■ **Source extract**:
The Yakuza Landscape Today

Hard-Up Yakuza Struggle to Earn a Living

Society

Splits in the Yamaguchi-gumi, Japan’s most powerful criminal organization, hint at tough economic times for the yakuza. Government crackdowns have dramatically reduced gangster income, dragging the group down from its once dominant position.

These are hard times for Japan’s yakuza. Successive splits have divided the strength of the powerful Yamaguchi-gumi criminal gang. In the initial rupture of August 2015, a Kobe faction broke away. Then this group itself fragmented in April 2017, leaving three organizations: the Yamaguchi-gumi, Kobe Yamaguchi-gumi, and Ninkyō Yamaguchi-gumi.

The primary reason for the splits is that gang members now struggle to make a living. At one time, wearing the Yamaguchi-gumi crest and leading a group of young men ready to put their lives on the line was a path to achieving the “gangster dream.” Yakuza members who have completed a drinking ritual with the organization boss are known as jikisan and are considered directly subordinate to him. These jikisan once had riches to spend on houses, cars, and women. However, recent amendments to legislation and nationwide ordinances targeting organized crime have tightened the screws to the point where yakuza cannot make ends meet.

Yamaguchi-gumi membership fees amount to ¥850,000 per month. Rebelling against this financial burden and rigid control by the gang leadership, the Kobe faction—centered on Inoue Kunio, leader of the Yamaken-gumi, the organization’s largest group—went independent, setting fees for its jikisan at less than ¥300,000. When this loss of revenues from the broader membership pressed the new group to demand higher payments from members of its central Yamaken-gumi faction, their brewing discontent led to the formation of the breakaway Ninkyō Yamaguchi-gumi.

Past Riches a Distant Dream

Yakuza income has become severely constrained. Tougher legislation has made it difficult for gangs to earn money from lawful business, so they must now rely primarily on their illegal activities. The main areas are drugs and telephone scams. In the Yamaguchi-gumi, dealing drugs is ostensibly taboo, but the gang turns a blind eye to endeavors by individual members. Although the trade is highly risky, to some extent the group’s survival depends on the high returns gained from methamphetamine sales. Scamming elderly members of the public also falls considerably short of the image of chivalry that the yakuza like to project, but the business continues regardless.

■ **Task A**: From the yakuza article, write out the passage that begins at the words "Splits in the" and stops after "once dominant position.".
■ **Task B**: Translate this sentence from the yakuza article into Spanish: "The main areas are drugs and telephone scams."
None of the data here has any connection to the yakuza article.

■ **Entries**:
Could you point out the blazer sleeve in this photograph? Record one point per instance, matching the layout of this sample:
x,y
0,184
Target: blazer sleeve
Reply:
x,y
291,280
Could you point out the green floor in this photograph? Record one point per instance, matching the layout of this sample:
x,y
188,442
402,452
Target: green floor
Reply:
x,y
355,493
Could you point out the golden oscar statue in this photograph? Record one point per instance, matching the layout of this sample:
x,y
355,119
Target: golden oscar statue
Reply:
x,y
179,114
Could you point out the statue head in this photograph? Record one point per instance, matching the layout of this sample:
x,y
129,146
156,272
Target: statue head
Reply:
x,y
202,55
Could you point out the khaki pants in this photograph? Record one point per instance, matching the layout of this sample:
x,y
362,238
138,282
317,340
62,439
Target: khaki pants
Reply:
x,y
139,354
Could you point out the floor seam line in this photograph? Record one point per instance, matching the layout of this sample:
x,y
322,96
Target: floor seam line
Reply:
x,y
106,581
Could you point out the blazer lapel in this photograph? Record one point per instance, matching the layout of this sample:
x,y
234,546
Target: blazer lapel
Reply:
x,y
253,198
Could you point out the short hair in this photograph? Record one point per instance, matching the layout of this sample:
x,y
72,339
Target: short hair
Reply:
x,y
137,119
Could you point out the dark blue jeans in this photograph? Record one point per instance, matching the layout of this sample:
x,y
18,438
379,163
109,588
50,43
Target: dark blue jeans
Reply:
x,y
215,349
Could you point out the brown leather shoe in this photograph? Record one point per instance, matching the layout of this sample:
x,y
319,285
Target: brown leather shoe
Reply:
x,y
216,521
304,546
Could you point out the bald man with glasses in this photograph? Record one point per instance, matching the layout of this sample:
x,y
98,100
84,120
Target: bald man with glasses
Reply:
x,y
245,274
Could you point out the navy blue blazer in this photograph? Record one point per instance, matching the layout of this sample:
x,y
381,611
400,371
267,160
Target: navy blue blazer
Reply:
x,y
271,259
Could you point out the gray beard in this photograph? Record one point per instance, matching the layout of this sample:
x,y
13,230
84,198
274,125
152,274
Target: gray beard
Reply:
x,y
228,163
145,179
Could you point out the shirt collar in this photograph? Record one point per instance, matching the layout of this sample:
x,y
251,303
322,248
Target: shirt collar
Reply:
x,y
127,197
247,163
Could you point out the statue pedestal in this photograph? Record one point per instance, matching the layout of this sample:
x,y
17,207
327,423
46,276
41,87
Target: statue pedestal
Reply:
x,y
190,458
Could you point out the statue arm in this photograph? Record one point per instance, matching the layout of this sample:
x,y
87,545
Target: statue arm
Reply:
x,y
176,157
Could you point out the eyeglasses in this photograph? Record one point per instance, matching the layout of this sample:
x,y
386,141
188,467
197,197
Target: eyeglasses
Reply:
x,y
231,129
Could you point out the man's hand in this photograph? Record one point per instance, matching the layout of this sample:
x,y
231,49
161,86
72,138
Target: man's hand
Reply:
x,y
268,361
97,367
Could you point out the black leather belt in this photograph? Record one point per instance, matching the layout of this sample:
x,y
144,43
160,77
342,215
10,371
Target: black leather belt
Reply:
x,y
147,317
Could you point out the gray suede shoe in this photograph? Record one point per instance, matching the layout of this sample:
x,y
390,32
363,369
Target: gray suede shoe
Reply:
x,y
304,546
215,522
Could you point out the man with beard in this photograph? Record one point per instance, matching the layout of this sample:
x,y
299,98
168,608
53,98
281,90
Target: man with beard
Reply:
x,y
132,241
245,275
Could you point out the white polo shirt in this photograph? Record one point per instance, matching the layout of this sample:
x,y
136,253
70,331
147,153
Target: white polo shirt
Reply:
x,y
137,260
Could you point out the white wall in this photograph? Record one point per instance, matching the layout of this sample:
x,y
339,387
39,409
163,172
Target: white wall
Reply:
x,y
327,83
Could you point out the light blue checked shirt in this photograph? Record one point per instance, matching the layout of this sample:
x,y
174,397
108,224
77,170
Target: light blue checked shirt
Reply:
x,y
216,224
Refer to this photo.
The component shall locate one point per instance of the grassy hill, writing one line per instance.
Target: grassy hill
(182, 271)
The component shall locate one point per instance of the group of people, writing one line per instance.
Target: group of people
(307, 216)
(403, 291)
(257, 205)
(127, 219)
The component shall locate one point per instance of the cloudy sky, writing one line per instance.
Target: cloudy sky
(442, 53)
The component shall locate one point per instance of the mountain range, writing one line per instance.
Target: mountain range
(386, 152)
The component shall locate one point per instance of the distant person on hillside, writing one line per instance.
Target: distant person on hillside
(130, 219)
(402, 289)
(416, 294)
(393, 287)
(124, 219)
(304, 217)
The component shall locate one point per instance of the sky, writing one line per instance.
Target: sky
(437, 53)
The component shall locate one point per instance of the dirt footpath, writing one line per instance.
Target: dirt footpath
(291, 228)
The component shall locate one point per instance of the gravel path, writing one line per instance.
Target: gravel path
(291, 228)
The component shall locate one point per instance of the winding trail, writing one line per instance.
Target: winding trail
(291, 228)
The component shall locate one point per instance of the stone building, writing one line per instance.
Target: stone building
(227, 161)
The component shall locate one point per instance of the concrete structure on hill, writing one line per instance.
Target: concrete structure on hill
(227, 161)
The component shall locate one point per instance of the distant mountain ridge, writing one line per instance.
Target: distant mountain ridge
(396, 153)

■ **Complete output A**:
Splits in the Yamaguchi-gumi, Japan’s most powerful criminal organization, hint at tough economic times for the yakuza. Government crackdowns have dramatically reduced gangster income, dragging the group down from its once dominant position.

■ **Complete output B**: Las principales áreas son las drogas y las estafas telefónicas.